> Directives:
• a. Please duplicate the passage on load-balancer architecture below word for word, from "I currently have" up to and including "do layer-7 routing.".
• b. Report how many lines in the rows below contain the string "carriage" and give only that number.

> Selected text:
'''
2

I'm interested in building the the architecture in the article referenced below.

I currently have a modestly-priced layer-4 load balancer and my application servers are the SSL endpoints. I want to put an SSL server farm in between my load balancer and my app servers. Then I will put another inexpensive load balancer between the SSL farm and my app servers, to do layer-7 routing.

enter image description here

My web application has a fairly high amount of consumer traffic, that 6 servers can handle at about 50% capacity. Additionally, I have infrastructure traffic that is several orders of magnitude heavier than my consumer traffic. This is data coming in from all over the world that must integrate with my web application in real time. In total I have 18 app servers to handle all the traffic, plus 6 database servers. I will be adding 6 more app servers over the next 2 weeks and another 6 the 2 weeks after that. Conservatively, I estimate I will need to scale to 120 servers by the end of the year.

My motivation right now is to separate the consumer traffic from the infrastructure traffic. The consumer traffic is higher priority than the infrastructure traffic and I cannot allow a stampede on the infrastructure side to take down my consumer-facing servers. Having a website that is always up is the top priority. However if there is a failure in one of the consumer app servers, I want to route that traffic to the servers designated for infrastructure traffic.
'''
> Entries drawn from a collection:
'''
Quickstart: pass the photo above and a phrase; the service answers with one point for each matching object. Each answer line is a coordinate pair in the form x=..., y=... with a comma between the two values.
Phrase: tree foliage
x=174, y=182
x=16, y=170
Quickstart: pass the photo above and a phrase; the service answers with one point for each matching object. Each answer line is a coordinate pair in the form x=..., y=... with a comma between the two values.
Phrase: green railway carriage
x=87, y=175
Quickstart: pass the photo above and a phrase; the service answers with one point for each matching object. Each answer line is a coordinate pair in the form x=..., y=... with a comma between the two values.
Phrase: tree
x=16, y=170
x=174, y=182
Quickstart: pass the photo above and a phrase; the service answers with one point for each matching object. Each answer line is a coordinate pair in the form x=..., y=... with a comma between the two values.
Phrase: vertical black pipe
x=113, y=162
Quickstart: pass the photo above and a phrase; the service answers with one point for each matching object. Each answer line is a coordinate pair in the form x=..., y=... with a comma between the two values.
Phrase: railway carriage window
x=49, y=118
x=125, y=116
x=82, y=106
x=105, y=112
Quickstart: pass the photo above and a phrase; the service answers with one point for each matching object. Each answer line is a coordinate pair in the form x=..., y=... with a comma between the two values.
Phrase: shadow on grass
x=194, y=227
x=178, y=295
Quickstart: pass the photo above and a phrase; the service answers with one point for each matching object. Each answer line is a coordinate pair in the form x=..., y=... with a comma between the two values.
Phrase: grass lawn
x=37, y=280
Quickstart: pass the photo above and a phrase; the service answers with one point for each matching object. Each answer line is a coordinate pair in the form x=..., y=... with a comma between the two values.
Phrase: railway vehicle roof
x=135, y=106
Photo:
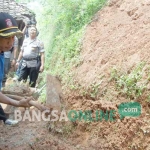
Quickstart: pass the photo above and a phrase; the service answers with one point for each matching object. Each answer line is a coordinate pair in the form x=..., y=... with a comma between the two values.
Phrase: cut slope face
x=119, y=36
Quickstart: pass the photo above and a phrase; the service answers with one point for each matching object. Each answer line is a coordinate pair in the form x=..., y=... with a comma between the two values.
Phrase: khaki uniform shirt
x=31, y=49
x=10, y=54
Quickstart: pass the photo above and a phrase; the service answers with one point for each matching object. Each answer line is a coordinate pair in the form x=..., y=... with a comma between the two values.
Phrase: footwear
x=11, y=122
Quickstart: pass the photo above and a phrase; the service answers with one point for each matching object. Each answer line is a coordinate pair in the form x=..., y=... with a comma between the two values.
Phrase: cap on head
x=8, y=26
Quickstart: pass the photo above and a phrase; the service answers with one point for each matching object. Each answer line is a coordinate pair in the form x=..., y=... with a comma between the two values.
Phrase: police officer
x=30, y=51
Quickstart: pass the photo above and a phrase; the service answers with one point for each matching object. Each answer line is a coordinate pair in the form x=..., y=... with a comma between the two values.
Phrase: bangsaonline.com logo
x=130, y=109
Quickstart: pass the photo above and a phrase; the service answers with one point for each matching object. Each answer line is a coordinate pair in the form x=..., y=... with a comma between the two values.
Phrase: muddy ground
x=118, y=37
'''
'''
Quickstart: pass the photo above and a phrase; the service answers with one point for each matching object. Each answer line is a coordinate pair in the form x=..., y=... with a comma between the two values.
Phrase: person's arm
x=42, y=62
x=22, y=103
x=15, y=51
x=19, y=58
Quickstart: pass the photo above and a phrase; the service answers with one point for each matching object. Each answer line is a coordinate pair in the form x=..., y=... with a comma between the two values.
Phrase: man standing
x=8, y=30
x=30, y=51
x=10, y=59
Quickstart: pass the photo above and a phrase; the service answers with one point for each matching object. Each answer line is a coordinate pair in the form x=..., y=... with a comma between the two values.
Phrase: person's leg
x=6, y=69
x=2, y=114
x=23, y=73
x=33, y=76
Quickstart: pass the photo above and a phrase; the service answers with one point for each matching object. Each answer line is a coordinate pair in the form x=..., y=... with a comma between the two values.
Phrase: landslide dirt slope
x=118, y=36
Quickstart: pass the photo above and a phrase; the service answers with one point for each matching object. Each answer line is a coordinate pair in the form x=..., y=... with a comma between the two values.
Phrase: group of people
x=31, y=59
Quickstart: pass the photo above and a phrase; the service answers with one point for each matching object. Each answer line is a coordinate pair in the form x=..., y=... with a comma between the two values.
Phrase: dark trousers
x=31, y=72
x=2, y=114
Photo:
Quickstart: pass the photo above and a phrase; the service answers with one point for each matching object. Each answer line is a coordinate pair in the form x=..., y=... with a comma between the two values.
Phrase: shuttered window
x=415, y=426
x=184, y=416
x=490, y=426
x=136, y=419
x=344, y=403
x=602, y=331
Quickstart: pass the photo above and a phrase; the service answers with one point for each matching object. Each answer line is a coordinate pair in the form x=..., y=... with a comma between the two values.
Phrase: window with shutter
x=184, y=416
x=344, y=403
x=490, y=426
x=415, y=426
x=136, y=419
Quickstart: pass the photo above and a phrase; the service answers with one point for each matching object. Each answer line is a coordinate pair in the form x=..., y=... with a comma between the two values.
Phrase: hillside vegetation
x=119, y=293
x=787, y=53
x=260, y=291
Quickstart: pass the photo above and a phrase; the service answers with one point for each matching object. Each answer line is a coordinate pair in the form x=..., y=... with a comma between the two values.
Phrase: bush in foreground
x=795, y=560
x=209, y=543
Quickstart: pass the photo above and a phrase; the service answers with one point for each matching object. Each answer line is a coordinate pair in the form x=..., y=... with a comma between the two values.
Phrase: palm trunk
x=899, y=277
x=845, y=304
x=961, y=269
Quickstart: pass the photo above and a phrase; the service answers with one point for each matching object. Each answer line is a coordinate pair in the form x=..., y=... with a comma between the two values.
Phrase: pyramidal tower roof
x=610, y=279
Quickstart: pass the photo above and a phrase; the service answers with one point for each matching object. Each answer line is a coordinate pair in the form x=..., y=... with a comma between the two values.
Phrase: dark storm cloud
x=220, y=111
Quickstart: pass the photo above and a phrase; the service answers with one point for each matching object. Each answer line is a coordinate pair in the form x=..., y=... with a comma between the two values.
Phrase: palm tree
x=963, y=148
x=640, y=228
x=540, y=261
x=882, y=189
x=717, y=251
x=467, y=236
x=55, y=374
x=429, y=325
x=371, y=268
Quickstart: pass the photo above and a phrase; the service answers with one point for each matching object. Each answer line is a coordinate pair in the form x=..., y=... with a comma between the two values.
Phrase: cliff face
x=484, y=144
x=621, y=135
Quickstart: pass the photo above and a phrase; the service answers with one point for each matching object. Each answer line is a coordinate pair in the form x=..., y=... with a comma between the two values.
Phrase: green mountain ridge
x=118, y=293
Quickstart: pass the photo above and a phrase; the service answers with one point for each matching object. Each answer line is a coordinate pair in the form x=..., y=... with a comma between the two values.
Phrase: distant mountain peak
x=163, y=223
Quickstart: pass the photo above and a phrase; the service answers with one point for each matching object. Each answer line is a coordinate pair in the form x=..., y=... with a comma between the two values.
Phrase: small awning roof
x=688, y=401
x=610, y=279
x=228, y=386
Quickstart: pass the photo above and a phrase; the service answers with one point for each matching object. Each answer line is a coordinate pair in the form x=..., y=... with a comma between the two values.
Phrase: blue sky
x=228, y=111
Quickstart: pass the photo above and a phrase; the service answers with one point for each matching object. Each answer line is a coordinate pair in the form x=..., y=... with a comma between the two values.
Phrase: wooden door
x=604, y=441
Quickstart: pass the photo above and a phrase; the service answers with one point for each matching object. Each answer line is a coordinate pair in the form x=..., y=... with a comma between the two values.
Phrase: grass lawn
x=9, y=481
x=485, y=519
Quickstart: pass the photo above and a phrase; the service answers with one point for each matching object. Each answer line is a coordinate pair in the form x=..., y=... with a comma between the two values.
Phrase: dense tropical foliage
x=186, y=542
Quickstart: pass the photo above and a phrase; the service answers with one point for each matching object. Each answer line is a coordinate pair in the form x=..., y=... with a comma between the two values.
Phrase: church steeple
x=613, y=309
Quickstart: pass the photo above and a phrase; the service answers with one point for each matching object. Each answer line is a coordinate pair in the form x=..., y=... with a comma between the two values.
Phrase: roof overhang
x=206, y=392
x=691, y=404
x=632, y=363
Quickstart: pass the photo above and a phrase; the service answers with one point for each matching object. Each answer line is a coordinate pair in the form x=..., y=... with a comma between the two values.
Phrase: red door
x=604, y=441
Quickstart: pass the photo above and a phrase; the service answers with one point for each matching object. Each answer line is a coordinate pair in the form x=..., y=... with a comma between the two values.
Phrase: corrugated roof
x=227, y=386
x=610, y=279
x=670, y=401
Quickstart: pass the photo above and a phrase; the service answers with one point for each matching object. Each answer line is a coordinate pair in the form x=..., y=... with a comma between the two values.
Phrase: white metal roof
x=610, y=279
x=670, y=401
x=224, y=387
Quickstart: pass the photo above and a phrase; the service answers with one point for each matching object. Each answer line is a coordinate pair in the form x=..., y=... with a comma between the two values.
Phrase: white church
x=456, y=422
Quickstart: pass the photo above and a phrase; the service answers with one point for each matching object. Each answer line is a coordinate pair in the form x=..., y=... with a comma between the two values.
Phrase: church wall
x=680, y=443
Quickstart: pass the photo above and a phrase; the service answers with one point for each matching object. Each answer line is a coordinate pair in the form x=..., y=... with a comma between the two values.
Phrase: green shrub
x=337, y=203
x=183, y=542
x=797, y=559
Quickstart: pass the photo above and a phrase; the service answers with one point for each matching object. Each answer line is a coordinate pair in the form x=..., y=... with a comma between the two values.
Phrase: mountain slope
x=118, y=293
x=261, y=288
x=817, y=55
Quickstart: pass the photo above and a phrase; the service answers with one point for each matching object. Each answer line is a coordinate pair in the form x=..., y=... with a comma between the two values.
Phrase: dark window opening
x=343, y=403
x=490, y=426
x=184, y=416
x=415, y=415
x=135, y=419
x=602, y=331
'''
> Solution set:
• a.
I currently have a modestly-priced layer-4 load balancer and my application servers are the SSL endpoints. I want to put an SSL server farm in between my load balancer and my app servers. Then I will put another inexpensive load balancer between the SSL farm and my app servers, to do layer-7 routing.

• b. 2